--- Start TASK INPUT ---

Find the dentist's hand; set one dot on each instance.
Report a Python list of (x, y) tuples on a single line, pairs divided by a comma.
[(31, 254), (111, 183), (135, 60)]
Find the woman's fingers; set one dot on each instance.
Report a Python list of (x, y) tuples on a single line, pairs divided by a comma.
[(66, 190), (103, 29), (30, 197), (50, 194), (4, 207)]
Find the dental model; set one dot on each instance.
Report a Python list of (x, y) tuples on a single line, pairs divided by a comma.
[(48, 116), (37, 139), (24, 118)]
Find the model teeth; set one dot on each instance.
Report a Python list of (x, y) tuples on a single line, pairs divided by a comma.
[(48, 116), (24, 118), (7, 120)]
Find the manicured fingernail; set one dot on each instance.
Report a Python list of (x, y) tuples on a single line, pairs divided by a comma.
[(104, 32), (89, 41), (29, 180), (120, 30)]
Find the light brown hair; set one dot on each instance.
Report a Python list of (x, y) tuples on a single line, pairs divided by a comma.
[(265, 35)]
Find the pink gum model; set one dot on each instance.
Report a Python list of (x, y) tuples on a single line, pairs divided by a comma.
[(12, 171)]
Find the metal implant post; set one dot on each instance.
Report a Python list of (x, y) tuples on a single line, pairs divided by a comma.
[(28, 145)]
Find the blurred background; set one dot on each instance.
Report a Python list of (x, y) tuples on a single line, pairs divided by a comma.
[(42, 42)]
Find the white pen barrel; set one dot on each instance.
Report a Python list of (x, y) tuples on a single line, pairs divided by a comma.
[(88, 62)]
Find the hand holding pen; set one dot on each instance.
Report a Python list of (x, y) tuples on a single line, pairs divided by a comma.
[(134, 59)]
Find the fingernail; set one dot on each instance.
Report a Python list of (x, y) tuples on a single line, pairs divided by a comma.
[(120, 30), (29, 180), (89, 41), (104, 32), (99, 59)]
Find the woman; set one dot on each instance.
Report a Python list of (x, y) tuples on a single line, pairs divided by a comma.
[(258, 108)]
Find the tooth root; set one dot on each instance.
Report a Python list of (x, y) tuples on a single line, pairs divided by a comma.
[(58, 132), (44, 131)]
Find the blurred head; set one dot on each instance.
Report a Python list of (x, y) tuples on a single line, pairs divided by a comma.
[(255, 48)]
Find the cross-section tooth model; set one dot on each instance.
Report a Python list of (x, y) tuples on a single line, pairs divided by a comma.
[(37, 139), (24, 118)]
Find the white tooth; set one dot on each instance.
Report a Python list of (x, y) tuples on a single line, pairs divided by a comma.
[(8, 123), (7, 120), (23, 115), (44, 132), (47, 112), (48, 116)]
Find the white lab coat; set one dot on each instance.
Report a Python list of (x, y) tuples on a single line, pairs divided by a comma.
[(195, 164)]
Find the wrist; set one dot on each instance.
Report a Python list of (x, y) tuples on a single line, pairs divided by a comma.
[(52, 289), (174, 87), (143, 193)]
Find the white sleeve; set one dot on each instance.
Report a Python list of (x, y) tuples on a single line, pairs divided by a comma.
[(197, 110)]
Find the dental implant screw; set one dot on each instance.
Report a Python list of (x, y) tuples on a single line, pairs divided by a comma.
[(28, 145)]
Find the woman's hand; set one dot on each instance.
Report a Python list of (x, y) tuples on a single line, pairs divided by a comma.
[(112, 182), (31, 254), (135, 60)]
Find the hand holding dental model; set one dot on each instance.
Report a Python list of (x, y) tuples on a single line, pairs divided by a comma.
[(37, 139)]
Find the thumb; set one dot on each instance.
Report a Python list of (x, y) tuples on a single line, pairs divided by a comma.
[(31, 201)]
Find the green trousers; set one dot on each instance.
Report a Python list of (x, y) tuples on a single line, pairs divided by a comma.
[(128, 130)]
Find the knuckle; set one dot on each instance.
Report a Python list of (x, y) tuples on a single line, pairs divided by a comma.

--- End TASK INPUT ---

* **EXERCISE**
Please copy out every line of the records, starting at the line that contains "Find the thumb; set one dot on each instance." and ending at the final line of the records, and shift every coordinate in the answers by -15.

* **ANSWER**
Find the thumb; set one dot on each instance.
Report a Python list of (x, y) tuples on a single line, pairs divided by a comma.
[(16, 186)]
Find the green trousers; set one dot on each instance.
Report a Python list of (x, y) tuples on a single line, pairs divided by a comma.
[(113, 115)]
Find the knuckle; set one dot on each instance.
Report a Python list of (x, y) tuples on a single line, pairs divided by a comma.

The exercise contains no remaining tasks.